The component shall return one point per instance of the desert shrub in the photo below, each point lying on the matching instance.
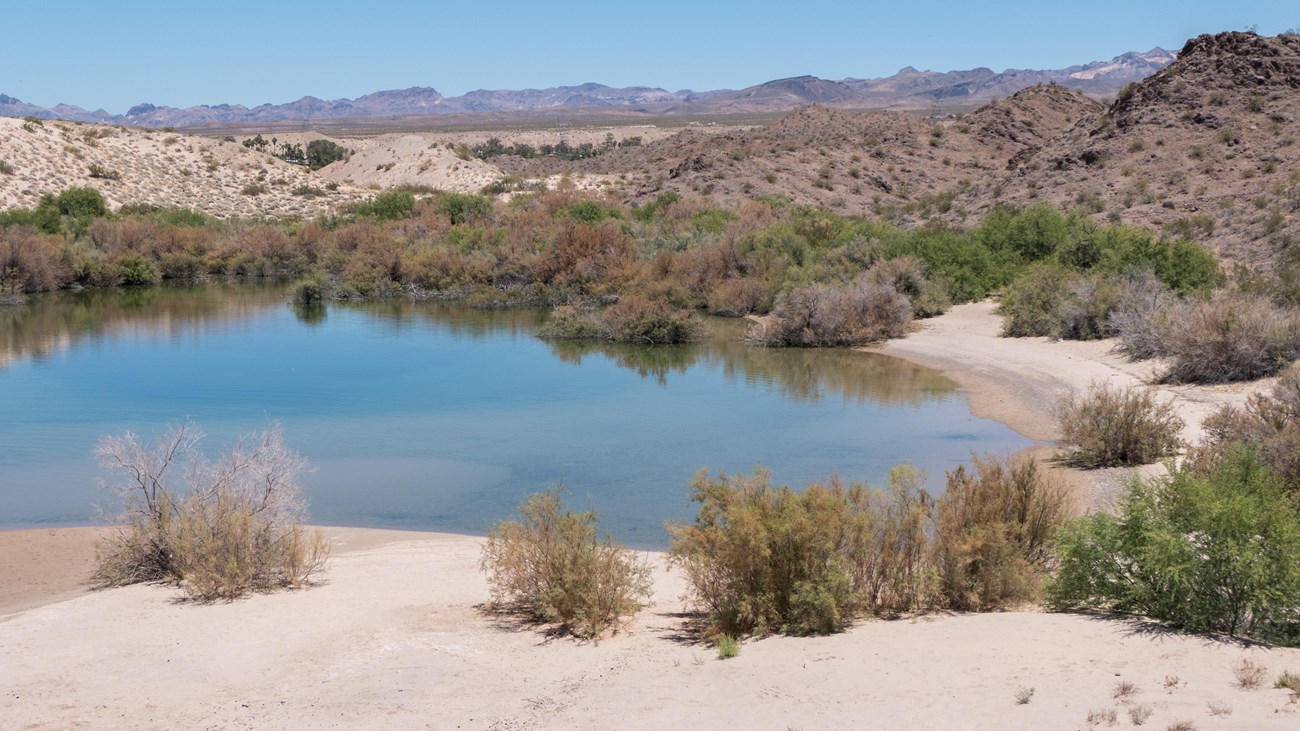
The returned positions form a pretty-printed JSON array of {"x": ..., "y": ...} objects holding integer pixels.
[
  {"x": 462, "y": 208},
  {"x": 589, "y": 212},
  {"x": 386, "y": 206},
  {"x": 826, "y": 315},
  {"x": 1139, "y": 316},
  {"x": 1204, "y": 552},
  {"x": 220, "y": 528},
  {"x": 1109, "y": 425},
  {"x": 137, "y": 269},
  {"x": 763, "y": 559},
  {"x": 1269, "y": 423},
  {"x": 553, "y": 566},
  {"x": 632, "y": 319},
  {"x": 739, "y": 297},
  {"x": 1234, "y": 336},
  {"x": 321, "y": 152},
  {"x": 993, "y": 528},
  {"x": 909, "y": 277},
  {"x": 310, "y": 290},
  {"x": 1031, "y": 305}
]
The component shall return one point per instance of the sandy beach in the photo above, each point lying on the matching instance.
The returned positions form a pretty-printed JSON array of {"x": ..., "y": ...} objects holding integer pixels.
[{"x": 395, "y": 635}]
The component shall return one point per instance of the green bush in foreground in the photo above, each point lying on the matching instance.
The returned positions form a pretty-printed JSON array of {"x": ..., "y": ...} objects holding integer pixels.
[
  {"x": 1110, "y": 425},
  {"x": 1204, "y": 552},
  {"x": 553, "y": 566}
]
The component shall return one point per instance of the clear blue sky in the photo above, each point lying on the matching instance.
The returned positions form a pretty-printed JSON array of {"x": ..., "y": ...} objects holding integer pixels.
[{"x": 115, "y": 55}]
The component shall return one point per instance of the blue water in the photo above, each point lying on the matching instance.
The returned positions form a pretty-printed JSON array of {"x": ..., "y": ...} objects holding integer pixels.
[{"x": 441, "y": 418}]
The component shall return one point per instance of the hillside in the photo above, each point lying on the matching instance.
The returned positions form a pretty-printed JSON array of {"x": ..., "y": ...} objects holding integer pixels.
[
  {"x": 1208, "y": 147},
  {"x": 909, "y": 89},
  {"x": 156, "y": 168}
]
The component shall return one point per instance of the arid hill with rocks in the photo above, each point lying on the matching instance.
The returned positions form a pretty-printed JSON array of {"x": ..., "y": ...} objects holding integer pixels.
[{"x": 1207, "y": 148}]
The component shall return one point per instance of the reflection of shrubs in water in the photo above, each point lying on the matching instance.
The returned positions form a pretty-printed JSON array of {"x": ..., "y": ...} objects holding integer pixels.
[{"x": 827, "y": 315}]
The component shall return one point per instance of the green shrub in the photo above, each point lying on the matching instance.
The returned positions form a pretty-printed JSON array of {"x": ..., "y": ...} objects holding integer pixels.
[
  {"x": 386, "y": 206},
  {"x": 1204, "y": 552},
  {"x": 137, "y": 269},
  {"x": 1109, "y": 425},
  {"x": 553, "y": 566},
  {"x": 632, "y": 319},
  {"x": 824, "y": 315},
  {"x": 462, "y": 208},
  {"x": 589, "y": 212},
  {"x": 763, "y": 559},
  {"x": 728, "y": 647},
  {"x": 993, "y": 528},
  {"x": 1031, "y": 306},
  {"x": 321, "y": 152},
  {"x": 217, "y": 528}
]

-*-*-

DO THIS: Echo every line of the material above verbatim, leaving the picture out of the output.

RESULT OF THIS EXERCISE:
The component shall return one point per instance of the desert shrub in the photo below, each point lying on the matching instance.
The returned positions form a pretty-printed JSON array of {"x": ..., "y": ...} objects holding integer pixels.
[
  {"x": 462, "y": 208},
  {"x": 589, "y": 212},
  {"x": 386, "y": 206},
  {"x": 826, "y": 315},
  {"x": 1139, "y": 316},
  {"x": 1204, "y": 552},
  {"x": 220, "y": 528},
  {"x": 1109, "y": 425},
  {"x": 137, "y": 269},
  {"x": 763, "y": 559},
  {"x": 1269, "y": 423},
  {"x": 553, "y": 566},
  {"x": 632, "y": 319},
  {"x": 739, "y": 297},
  {"x": 1234, "y": 336},
  {"x": 321, "y": 152},
  {"x": 993, "y": 528},
  {"x": 909, "y": 277},
  {"x": 310, "y": 290},
  {"x": 1031, "y": 305}
]
The component shall return one point per instance of the sandy beach in the photo above, each point lying on the matching instance.
The returned positions form a pretty-printed JSON array of {"x": ..., "y": ...} objects holding integer pixels.
[{"x": 395, "y": 635}]
The component shall return one point per instance of the green bush in foreground in the photo above, each point lying on the matching instance.
The returned positions form a pretty-printed JSON array of {"x": ..., "y": ...} objects holding integer pixels.
[
  {"x": 1110, "y": 425},
  {"x": 1204, "y": 552},
  {"x": 553, "y": 566}
]
The component shall return one point per instance of the clear blue sky in the photo above, each point lying on the matching instance.
The returned positions form a pretty-printed JSON array of {"x": ..., "y": ...} objects holding integer pixels.
[{"x": 115, "y": 55}]
The component shall return one point per instance of the blue water in the photo above, each point lying on the matching instance.
The returned positions form a pretty-printed JSON array of {"x": ..., "y": ...} objects holding integer pixels.
[{"x": 441, "y": 418}]
The component shall return one point per instance of the hillside in the photo above, each point lying on the matching instance.
The returned positions form a pretty-printed JSON array of {"x": ..., "y": ...} objects holding integer pixels.
[
  {"x": 1208, "y": 147},
  {"x": 909, "y": 89},
  {"x": 156, "y": 168}
]
The component shall return one point per instance of the arid hill with rocks in the photo above, each point lying on the matching instance.
The returned positions form a pretty-printed JSON array of {"x": ..., "y": ...} objects holding integer pixels.
[{"x": 1207, "y": 148}]
The component shall return one point per instance of the reflection of shrubs in water in the photo above, each point lying on the matching instance.
The returned positions form a pretty-printed JSON array of {"x": ..., "y": ...} objects holding integer pixels.
[{"x": 827, "y": 315}]
The component shall return one point per instance of the green shrub in the photo above, each point lying on the matching instance.
The returned positions form a pretty-printed JSON array of {"x": ..., "y": ...} objects holding integer pixels.
[
  {"x": 386, "y": 206},
  {"x": 1204, "y": 552},
  {"x": 137, "y": 269},
  {"x": 1109, "y": 425},
  {"x": 553, "y": 566},
  {"x": 632, "y": 319},
  {"x": 824, "y": 315},
  {"x": 462, "y": 208},
  {"x": 589, "y": 212},
  {"x": 763, "y": 559},
  {"x": 728, "y": 647},
  {"x": 993, "y": 528},
  {"x": 1031, "y": 306},
  {"x": 321, "y": 152},
  {"x": 217, "y": 528}
]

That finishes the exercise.